## [Exercise directions]
Rewrite the lines of the records below as a numbered list, skipping any blank lines and leaving out the pictures.

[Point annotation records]
+++++

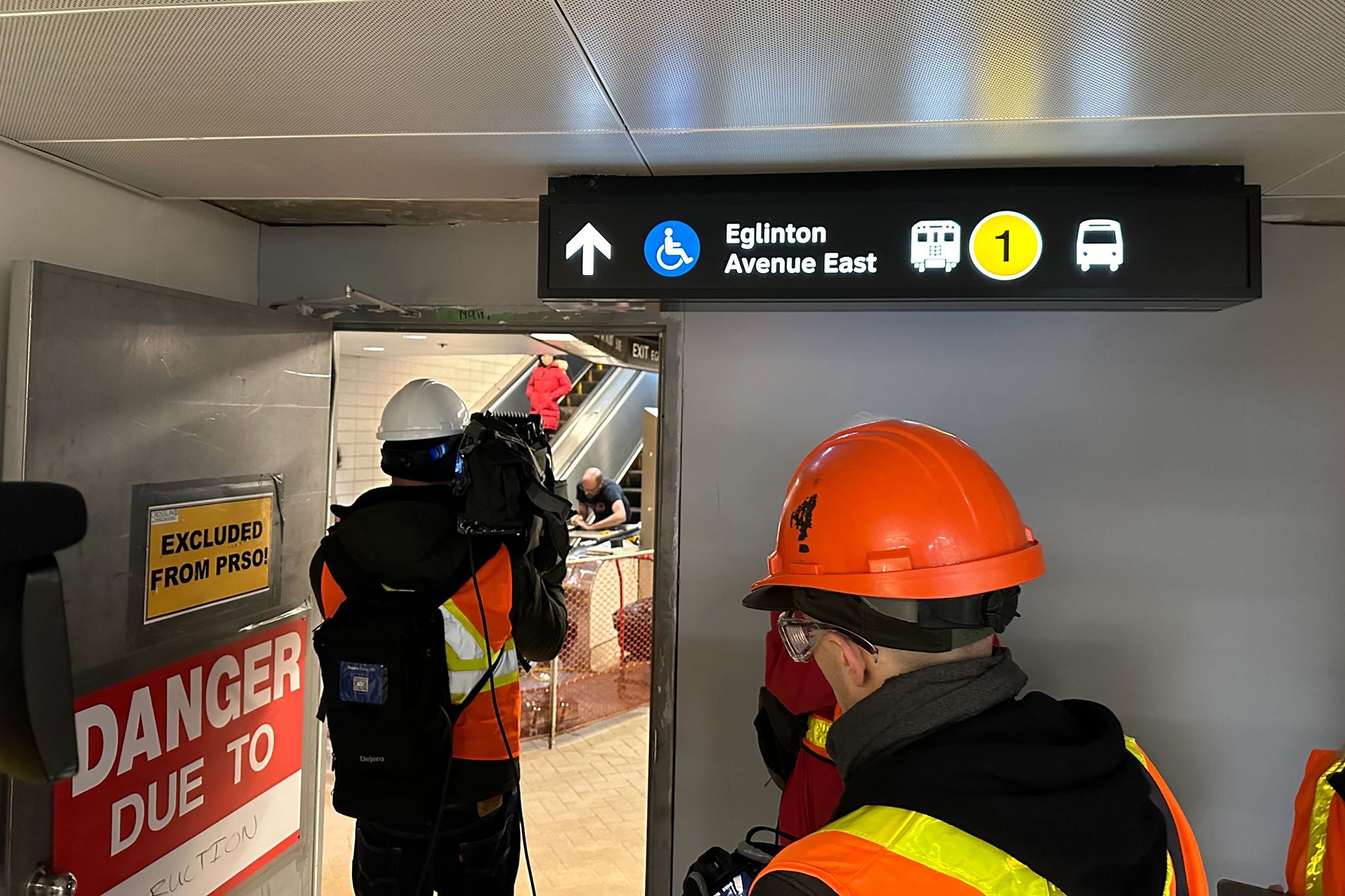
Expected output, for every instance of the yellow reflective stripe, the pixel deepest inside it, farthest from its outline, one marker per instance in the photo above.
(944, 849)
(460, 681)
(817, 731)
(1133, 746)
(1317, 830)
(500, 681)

+++++

## [Task result]
1. Expected output, for every instance of the yellow reflective stripe, the pixel deepest inside it, farthest from its outline, one marker per instance in the photo above.
2. (944, 849)
3. (460, 681)
4. (817, 731)
5. (1133, 746)
6. (1317, 830)
7. (500, 681)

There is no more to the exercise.